Injured High School Football Players Turn to Crowdfunding to Pay Health Care
SB Nation details the struggles of Jasiel Favors, who broke his spine as a sophomore during a game.
On September 2, 2015, high school sophomore Jasiel Favors’s life changed forever when he made a tackle during a football game and broke his spine. He was immediately paralyzed.
Jasiel was in the hospital for three months, and a surgeon spent six hours fixing three broken vertebrae, reports SB Nation. The 16-year-old and his family live in Round Rock, Texas. SB Nation writes that the state has been slashing programs that help people pay for health care, which left the Favors in a bad position.
Jasiel told SB Nation that the hardest thing about his injury is “dealing with the reliance on other people.” But money is also another hardship for the family. According to a poll done by the University of Texas and the Texas Tribune, and reported by SB Nation, 52 percent of surveyed Texans think the Affordable Care Act should be repealed. The state also cut $1 billion in state funding for Medicaid, which meant they forfeited another $1.4 billion in federal funding, writes SB Nation. Cuts in Texas also removed $350 million from Medicaid pay for therapists, including the physical and occupational therapists that Jaisel now needed, SB Nation writes.

■ ■ ■ ■ ■

### [Directions]
1. In the article about Jasiel Favors, start at "Jasiel told SB" and end after "SB Nation writes.", and copy that passage with "poll" swapped for "survey".
2. Please pick up the article about Jasiel Favors from its last sentence and keep writing.
You won't need the records for any of this work.

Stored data
■ ■ ■ ■ ■

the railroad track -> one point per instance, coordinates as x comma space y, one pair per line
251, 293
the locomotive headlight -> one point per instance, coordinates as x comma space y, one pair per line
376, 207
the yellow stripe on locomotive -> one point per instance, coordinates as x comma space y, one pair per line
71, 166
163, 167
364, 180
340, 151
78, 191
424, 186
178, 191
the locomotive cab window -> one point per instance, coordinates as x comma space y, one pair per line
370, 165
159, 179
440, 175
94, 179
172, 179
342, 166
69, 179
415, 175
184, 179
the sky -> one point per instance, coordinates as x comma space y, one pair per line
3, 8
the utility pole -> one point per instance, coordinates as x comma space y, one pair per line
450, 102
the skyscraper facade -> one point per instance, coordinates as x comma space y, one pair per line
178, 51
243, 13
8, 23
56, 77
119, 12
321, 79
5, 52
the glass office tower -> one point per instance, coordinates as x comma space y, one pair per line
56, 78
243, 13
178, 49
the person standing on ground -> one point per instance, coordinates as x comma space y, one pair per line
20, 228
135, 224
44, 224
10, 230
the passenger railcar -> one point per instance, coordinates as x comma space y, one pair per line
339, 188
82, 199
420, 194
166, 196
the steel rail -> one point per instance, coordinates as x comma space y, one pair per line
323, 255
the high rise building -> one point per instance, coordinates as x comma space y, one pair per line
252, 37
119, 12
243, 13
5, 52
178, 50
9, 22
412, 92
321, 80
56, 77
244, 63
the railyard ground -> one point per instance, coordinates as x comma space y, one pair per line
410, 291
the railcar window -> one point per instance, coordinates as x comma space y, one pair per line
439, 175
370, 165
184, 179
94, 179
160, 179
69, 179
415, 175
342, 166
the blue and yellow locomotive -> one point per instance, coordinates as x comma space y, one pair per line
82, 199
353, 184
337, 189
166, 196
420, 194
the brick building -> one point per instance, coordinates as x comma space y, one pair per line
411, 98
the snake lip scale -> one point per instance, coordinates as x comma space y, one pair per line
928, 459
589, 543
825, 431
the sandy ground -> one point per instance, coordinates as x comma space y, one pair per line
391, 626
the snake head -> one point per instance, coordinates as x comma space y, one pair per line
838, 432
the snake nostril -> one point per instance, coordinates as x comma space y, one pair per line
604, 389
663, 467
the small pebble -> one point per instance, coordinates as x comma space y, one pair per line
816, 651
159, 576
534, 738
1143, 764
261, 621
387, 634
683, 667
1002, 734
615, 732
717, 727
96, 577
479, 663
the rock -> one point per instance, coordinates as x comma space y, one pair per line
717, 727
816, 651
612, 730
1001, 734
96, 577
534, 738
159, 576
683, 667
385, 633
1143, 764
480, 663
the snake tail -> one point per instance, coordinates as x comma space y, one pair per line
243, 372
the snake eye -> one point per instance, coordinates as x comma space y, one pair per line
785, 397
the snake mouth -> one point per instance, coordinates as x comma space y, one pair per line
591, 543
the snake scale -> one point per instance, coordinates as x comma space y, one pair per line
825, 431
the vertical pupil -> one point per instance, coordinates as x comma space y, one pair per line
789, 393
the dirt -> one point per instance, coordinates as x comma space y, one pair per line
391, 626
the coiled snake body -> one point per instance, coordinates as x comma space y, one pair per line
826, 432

■ ■ ■ ■ ■

### [Expected responses]
1.
Jasiel told SB Nation that the hardest thing about his injury is “dealing with the reliance on other people.” But money is also another hardship for the family. According to a survey done by the University of Texas and the Texas Tribune, and reported by SB Nation, 52 percent of surveyed Texans think the Affordable Care Act should be repealed. The state also cut $1 billion in state funding for Medicaid, which meant they forfeited another $1.4 billion in federal funding, writes SB Nation. Cuts in Texas also removed $350 million from Medicaid pay for therapists, including the physical and occupational therapists that Jaisel now needed, SB Nation writes.

2.
So the family turned to the internet. They set up a crowdfunding page to help pay for medical bills, and later, to help pay for transport to get him to and from appointments and occasionally see his friends. SB Nation writes that this idea is pretty common in Texas. According to Gridiron Heroes, a Texas-based nonprofit that helps high school football players who have spinal cord injuries, there have been 26 documented cases of paralyzing injuries among high school players in Texas since 2003. Many of those families turn to fundraising sites.
In fact, this trend appears to be nationwide. According to SB Nation, NerdWallet found that nearly half of the $2 billion raised by GoFundMe campaigns over a studied period were medical-related. A study done by the University of Washington Bothell found that personal medical campaigns like the Favors’s are more likely to come from people who live in states that did not expand Medicaid under the ACA, SB Nation reports.
Though they were able to raise money through crowdfunding sites, the Favors still owe a lot. Jasiel is looking towards at least 10 years of physical therapy, but he can “move his fingers if he thinks about it.” He still needs a lot of “tests, caregivers, and attention,” Debra Favors, his mom said to SB Nation.
“I never know how bad the bills are going to be until I open them. But they’re never as cheap as they need to be,” Debra said.